Problem to work on: Every entry that follows must be written out exactly, apart from its pictures.
** Opening Data records block **
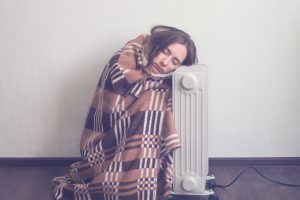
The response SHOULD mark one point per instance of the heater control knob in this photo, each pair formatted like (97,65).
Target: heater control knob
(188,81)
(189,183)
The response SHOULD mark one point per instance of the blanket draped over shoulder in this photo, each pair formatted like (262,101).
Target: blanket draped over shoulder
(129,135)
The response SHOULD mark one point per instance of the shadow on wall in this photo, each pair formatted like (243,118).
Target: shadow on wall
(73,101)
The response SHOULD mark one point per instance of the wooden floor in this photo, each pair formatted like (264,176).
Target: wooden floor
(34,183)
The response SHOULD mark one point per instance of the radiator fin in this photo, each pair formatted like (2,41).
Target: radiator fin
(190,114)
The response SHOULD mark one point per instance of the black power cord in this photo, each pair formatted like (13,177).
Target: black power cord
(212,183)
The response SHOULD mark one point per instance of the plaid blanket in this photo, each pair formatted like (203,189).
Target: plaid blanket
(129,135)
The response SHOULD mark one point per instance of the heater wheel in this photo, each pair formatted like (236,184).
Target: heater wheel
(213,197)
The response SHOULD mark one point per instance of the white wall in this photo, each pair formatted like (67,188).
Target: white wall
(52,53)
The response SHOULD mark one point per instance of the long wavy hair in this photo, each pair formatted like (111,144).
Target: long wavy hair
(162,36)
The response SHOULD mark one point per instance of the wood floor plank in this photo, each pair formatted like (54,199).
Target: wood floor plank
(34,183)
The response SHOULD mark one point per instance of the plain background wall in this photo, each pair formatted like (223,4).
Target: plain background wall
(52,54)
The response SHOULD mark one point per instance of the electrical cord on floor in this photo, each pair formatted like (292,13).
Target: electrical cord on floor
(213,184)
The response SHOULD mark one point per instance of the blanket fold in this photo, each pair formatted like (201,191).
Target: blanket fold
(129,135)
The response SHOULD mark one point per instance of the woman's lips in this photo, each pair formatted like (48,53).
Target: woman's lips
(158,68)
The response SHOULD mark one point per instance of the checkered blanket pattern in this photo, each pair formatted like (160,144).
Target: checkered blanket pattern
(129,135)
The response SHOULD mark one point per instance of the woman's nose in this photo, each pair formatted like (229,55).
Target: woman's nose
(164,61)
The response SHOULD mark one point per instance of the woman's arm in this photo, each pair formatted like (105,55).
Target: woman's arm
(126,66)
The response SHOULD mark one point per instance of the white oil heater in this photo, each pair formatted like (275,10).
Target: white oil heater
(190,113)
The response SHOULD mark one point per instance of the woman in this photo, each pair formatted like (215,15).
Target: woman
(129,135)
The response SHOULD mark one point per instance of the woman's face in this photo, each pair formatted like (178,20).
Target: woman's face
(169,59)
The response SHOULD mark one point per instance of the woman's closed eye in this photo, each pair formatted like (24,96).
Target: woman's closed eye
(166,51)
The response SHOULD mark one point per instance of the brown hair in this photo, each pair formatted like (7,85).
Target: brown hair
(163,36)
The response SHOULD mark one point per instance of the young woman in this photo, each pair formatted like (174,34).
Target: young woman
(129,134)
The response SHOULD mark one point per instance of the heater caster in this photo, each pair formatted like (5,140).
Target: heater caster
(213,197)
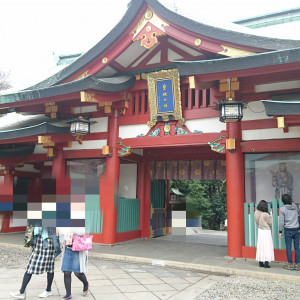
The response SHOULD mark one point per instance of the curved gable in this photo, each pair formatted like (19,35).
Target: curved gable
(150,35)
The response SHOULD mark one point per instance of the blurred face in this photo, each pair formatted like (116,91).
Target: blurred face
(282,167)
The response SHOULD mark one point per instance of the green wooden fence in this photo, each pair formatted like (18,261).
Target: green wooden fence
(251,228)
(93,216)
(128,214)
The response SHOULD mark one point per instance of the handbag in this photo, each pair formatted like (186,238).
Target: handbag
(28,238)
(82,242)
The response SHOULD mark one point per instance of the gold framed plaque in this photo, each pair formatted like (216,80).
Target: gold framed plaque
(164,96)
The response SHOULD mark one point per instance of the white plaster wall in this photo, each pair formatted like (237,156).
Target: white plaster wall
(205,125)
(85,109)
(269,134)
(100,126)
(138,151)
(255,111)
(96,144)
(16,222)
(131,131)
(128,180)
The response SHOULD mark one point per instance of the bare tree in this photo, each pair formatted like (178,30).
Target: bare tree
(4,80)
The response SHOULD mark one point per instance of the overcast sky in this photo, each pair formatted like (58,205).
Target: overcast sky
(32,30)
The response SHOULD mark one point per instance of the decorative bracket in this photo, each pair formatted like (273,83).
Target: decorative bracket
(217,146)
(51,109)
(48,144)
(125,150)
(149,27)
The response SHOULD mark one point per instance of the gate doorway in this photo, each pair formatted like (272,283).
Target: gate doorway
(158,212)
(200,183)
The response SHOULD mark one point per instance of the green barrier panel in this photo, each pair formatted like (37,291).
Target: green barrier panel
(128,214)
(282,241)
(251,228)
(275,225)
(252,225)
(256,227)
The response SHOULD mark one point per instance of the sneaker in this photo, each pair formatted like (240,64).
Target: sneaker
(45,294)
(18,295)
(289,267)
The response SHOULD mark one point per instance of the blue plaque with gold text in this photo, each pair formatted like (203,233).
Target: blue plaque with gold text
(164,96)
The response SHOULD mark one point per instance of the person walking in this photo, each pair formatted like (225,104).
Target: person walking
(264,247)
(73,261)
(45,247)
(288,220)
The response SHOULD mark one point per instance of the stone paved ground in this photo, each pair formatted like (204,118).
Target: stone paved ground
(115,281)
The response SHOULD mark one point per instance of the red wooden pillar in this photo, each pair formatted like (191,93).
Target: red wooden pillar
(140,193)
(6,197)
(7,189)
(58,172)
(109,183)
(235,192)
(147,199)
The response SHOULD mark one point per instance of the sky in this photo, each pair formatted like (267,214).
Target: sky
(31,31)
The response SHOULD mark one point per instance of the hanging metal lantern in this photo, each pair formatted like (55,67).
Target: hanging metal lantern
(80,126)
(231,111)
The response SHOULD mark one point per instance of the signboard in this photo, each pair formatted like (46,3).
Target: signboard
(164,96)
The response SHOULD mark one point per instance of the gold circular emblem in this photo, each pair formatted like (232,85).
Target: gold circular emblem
** Closing Data records block **
Response:
The response SHOULD mark one point per instance of the heater control knob in this photo, each pair formatted like (97,65).
Target: heater control knob
(188,81)
(189,183)
The response SHOULD mark one point per instance of the blanket draped over shoulder in this photo, each pair formatted like (262,101).
Target: blanket draped over shoulder
(129,135)
The response SHOULD mark one point per instance of the shadow on wall in this photo, each pair formatted like (243,118).
Target: shadow on wall
(73,101)
The response SHOULD mark one point per instance of the wooden floor in this photo, each pair formatted like (264,176).
Target: wooden floor
(34,183)
The response SHOULD mark one point per instance of the radiator fin in this photo, each pair formatted like (2,41).
Target: radiator fin
(190,114)
The response SHOULD mark one point per instance of the black power cord in this photo, each pair formatted like (13,177).
Target: black power cord
(212,183)
The response SHOULD mark one point per instance of the plaid blanket in this photo, each pair formatted like (203,189).
Target: plaid blanket
(129,135)
The response SHOULD mark one point per instance of the heater wheel in this photo, each pair formatted like (236,184).
Target: heater wheel
(213,197)
The response SHOULD mark one point per instance of the white wall in this photo, each pair formatted like (67,188).
Target: white wall
(52,53)
The response SHOULD mark one point per instance of the long wavy hair in this photo, each pair formatted like (111,144).
Target: long wavy hair
(162,36)
The response SHOULD mark one point per instance of the wood floor plank in this photo, each pair formatted like (54,199).
Target: wood floor plank
(34,183)
The response SHOULD mark one point per instance of the plain background wall in this photo, each pair formatted like (223,4).
Target: plain background wall
(52,54)
The response SHOULD mark one point per instance of the electrical cord on floor in this photo, each pair formatted like (292,13).
Target: electrical cord on floor
(213,184)
The response SHOULD mark one point per instance of the blanket fold in this photo, each pair formatted like (201,191).
Target: blanket fold
(129,135)
The response SHOULD mark one point per instance of the woman's lips in this photo, each pair formatted like (48,53).
Target: woman's lips
(158,68)
The response SHOULD mark one point per instance of the checkered blanket pattern in this photo, each pair formatted like (160,144).
Target: checkered blanket pattern
(129,135)
The response SHOULD mark one point per instance of the woman's nose in this photo, each pair formatted like (229,55).
Target: woman's nose
(164,61)
The response SHOULD mark one point per instance of the woman's arm in this photo, each pair formatted like (105,55).
Target: woman's arm
(126,66)
The response SHOULD mark one point per instance of the white oil heater in this photo, each pair formatted like (275,10).
Target: white oil heater
(190,113)
The response SHOULD mark one point per instance of the woman in this photo, each pair formatted like (215,15).
Target: woman
(129,135)
The response SHOULD mark one point per instance of the woman's face in this photo, each pair formatted like (178,20).
Target: woman's face
(169,59)
The response SHOULD mark one point per instance of the woman's closed eye in this photo, each pair formatted like (24,96).
Target: woman's closed eye
(166,51)
The response SHOULD mark one point per instance of the brown hair in this photo, each pair formatted like (7,85).
Target: brown hair
(163,36)
The response SHOULD mark one point per instance of the young woman in this photo, each pair formatted like (174,34).
Target: young woman
(129,134)
The response SHOULD mark one point per instance of the heater caster in this photo, each pair formatted like (5,140).
Target: heater caster
(213,197)
The response SHOULD mark one point per instance of the curved gable in this photo, each pair formatted like (19,35).
Target: curved gable
(150,35)
The response SHOULD mark one point per instance of the blurred face in this photo, each pair formatted like (116,91).
Target: blurred face
(282,167)
The response SHOULD mark one point per instance of the green wooden fence in this photo, each pair formatted like (18,261).
Target: green wooden fence
(251,228)
(93,216)
(128,214)
The response SHOULD mark one point per instance of the handbag in this photo, each pair formatted like (186,238).
Target: handbag
(28,238)
(82,242)
The response SHOULD mark one point per instance of the gold framed plaque in this photo, each pair formatted like (216,80).
Target: gold framed plaque
(164,96)
The response SHOULD mark one point per instance of the white plaster wall in this photo, each pair formatted like (237,156).
Target: white plaster wall
(205,125)
(85,109)
(269,134)
(100,126)
(138,151)
(255,111)
(96,144)
(16,222)
(131,131)
(128,180)
The response SHOULD mark one point per instance of the bare tree in this photo, each pair formatted like (178,30).
Target: bare tree
(4,80)
The response SHOULD mark one point per instance of the overcast sky in this photo, each pair formatted like (58,205).
Target: overcast sky
(32,30)
The response SHOULD mark one point per instance of the decorative bracket in this photo, each pair formatted like (273,83).
Target: decorative bracket
(217,146)
(51,109)
(48,144)
(125,150)
(149,27)
The response SHOULD mark one point per instance of the gate doorway in this photo, each pair formatted like (272,283).
Target: gate doorway
(158,212)
(200,183)
The response SHOULD mark one point per instance of the green barrier panel in this photo, each pair formatted like (37,291).
Target: green barrier panel
(128,214)
(282,241)
(251,228)
(275,225)
(252,225)
(256,227)
The response SHOULD mark one point per instance of the sneaker in this photo, each pair formatted like (240,64).
Target: sneaker
(45,294)
(18,295)
(289,267)
The response SHOULD mark one point per instance of the blue plaque with gold text in this photo, each pair formatted like (203,233).
Target: blue plaque with gold text
(164,96)
The response SHOULD mark one point per instance of the person walking in this photo, each pair formatted like (225,104).
Target: person walking
(264,247)
(73,261)
(45,247)
(288,220)
The response SHOULD mark one point per instance of the stone paved ground in this photo, each pair formatted like (204,118).
Target: stone paved ground
(115,281)
The response SHOULD mark one point per instance of the red wooden pillar in this photo, each pair formatted like (191,93).
Target: red wooden pillar
(140,193)
(6,197)
(7,189)
(58,172)
(109,183)
(235,192)
(147,199)
The response SHOULD mark one point per instance of the sky in this photo, each pair formatted like (267,214).
Target: sky
(31,31)
The response SHOULD mark one point per instance of the hanging metal lantern in this photo, each pair formatted like (55,67).
Target: hanging metal lantern
(80,126)
(231,111)
The response SHOULD mark one point per instance of the signboard in this photo, each pair formatted like (46,3).
Target: signboard
(164,96)
The response SHOULD mark one point per instance of the gold circular emblem in this photo, each pair formatted like (232,85).
Target: gold circular emblem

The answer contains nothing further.